Write out every one of the entries below word for word, omitting the pictures.

RECORDS FOR THE TASK ▸
# # #

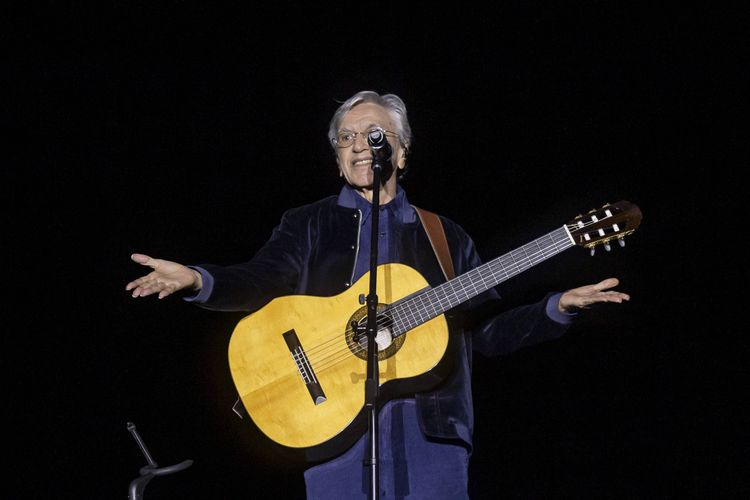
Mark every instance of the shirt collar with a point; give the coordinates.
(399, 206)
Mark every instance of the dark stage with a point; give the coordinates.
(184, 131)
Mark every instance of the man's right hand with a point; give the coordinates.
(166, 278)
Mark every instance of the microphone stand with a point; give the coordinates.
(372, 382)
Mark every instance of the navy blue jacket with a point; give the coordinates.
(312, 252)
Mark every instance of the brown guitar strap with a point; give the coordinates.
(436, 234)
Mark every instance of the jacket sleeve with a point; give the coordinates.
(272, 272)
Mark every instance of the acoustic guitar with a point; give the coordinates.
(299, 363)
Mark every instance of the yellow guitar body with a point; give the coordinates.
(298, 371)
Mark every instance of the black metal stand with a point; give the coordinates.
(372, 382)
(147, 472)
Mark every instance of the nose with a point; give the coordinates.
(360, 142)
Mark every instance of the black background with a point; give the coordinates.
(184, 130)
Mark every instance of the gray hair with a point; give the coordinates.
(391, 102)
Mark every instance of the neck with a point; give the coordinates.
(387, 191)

# # #

SOLUTION BELOW ▸
Mark every instance of the shirt collar with a point; give the coordinates.
(399, 206)
Mark every instance of the dark stage with a point; give the coordinates.
(184, 131)
Mark every instance of the man's right hand with a point; give the coordinates.
(166, 278)
Mark every instance of the microphone stand with a point; give the coordinates.
(372, 382)
Mark every instance of the navy blue jacket with a point; give the coordinates.
(312, 252)
Mark every instance of the brown guitar strap with a point; give the coordinates.
(436, 234)
Mark every instance of the jacket sleeve with a point; give the coordinates.
(272, 272)
Mark every instance of the acoustic guitar with a point; give the coordinates.
(299, 363)
Mark every instance of the yellow guitar body with a point; give the coordinates.
(298, 371)
Mark every instance of the black metal stand with a point; give the coordinates.
(372, 382)
(147, 472)
Mark every instance of the nose with a point; give the coordinates.
(360, 142)
Mark every instance of the black background with a point; give the coordinates.
(184, 130)
Mark every instance of the gray hair with a point; give the coordinates.
(391, 102)
Mark every instance of the neck with a point; give the coordinates.
(387, 191)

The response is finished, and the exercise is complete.